[Raw records]
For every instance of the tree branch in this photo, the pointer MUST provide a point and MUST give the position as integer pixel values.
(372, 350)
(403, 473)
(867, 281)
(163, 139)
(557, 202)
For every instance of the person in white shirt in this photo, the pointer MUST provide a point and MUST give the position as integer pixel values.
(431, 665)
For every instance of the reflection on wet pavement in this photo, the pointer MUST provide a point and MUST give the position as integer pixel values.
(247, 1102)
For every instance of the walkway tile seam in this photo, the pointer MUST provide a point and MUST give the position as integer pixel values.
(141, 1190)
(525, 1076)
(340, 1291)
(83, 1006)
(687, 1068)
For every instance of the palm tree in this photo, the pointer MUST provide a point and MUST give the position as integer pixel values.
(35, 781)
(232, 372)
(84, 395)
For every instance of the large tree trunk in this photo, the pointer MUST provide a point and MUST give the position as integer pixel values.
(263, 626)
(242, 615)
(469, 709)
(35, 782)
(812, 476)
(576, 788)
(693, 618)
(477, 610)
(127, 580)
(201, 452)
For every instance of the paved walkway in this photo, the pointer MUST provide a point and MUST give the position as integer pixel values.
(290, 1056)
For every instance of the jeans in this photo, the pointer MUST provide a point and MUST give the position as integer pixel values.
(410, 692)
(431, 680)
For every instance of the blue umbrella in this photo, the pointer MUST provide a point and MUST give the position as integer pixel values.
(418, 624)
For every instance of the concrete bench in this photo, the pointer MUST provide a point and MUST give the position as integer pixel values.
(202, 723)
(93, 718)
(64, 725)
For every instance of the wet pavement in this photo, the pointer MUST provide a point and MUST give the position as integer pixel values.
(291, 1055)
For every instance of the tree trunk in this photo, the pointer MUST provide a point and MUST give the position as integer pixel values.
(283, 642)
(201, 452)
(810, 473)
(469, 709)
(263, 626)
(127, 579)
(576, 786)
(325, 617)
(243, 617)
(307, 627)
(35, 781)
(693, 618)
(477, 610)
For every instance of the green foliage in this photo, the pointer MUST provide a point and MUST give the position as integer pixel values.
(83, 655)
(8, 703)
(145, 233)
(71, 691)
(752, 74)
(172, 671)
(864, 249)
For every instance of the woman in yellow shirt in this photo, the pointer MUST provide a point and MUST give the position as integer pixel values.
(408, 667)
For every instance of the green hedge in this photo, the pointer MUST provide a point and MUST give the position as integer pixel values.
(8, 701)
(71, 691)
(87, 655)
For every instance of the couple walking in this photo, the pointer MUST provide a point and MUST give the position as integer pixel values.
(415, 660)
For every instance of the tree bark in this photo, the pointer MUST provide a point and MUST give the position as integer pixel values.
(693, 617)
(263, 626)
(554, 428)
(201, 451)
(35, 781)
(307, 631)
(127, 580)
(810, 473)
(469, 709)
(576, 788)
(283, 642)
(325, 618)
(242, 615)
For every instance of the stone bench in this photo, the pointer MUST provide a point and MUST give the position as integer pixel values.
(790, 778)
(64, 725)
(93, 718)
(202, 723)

* * *

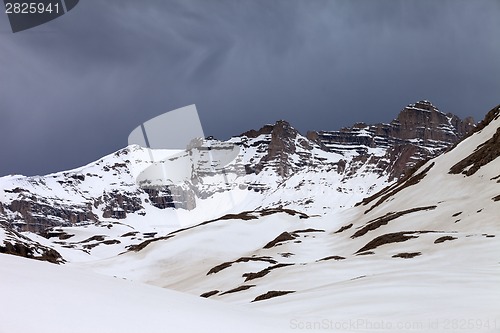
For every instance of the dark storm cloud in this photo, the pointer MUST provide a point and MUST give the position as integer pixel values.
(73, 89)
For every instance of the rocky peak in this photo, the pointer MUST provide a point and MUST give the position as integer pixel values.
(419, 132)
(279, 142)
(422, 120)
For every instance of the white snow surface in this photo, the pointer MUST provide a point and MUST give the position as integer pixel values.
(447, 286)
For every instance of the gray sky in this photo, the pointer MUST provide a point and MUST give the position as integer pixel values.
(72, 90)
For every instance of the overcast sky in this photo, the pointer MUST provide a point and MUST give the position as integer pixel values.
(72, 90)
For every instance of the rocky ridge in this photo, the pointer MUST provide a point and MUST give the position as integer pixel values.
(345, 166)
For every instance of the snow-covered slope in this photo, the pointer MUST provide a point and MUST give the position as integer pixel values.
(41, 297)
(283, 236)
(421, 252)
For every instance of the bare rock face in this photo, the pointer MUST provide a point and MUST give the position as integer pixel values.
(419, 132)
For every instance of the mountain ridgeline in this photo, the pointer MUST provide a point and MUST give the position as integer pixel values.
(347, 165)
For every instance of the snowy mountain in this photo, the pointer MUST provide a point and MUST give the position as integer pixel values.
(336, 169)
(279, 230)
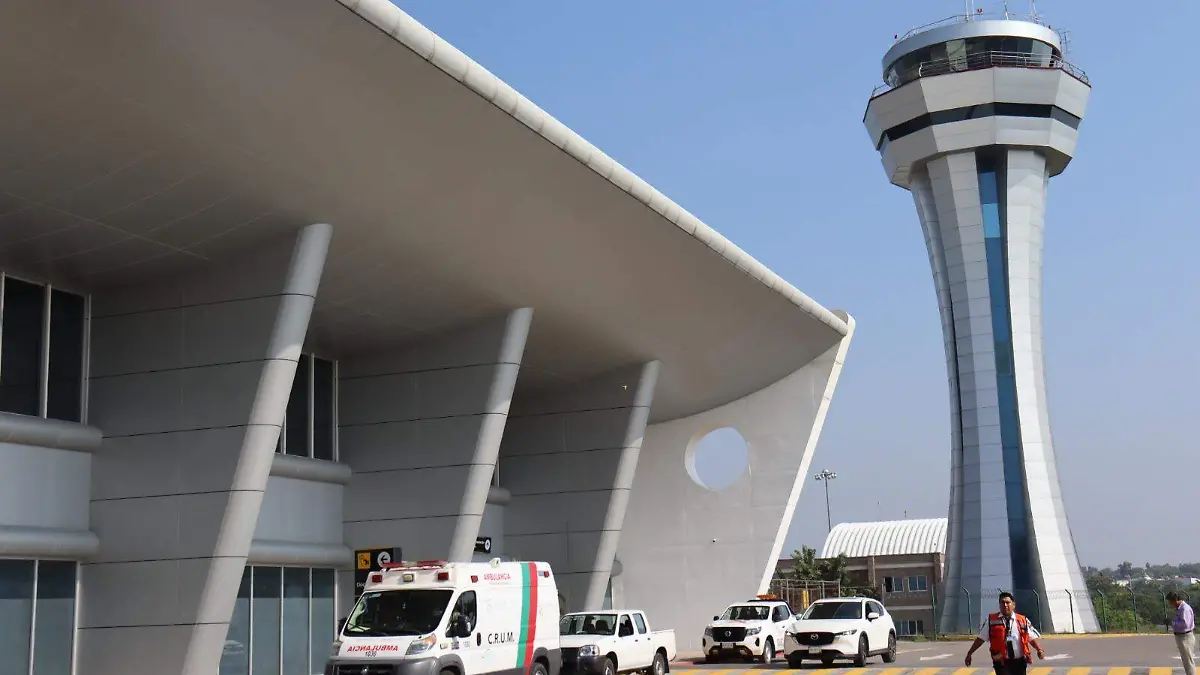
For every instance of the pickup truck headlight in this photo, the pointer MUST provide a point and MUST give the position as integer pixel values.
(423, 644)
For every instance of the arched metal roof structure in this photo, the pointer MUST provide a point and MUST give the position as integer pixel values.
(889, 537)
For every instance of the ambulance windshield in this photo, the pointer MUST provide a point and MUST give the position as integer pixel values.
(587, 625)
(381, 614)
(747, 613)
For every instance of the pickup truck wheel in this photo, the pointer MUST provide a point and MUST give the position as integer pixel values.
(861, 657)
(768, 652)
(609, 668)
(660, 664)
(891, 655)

» **Work to complete**: Convert the lines of the items, starting at the line containing "For every instance of the wet" and ending with the line containing "(291, 1055)", into a JSON list of strings with one string per line and blank lines omitted.

» **Solution below**:
[
  "For every instance of the wet pavement in this photo, the pointer MUST provide a point and MUST give the position as integer pixel values.",
  "(291, 1055)"
]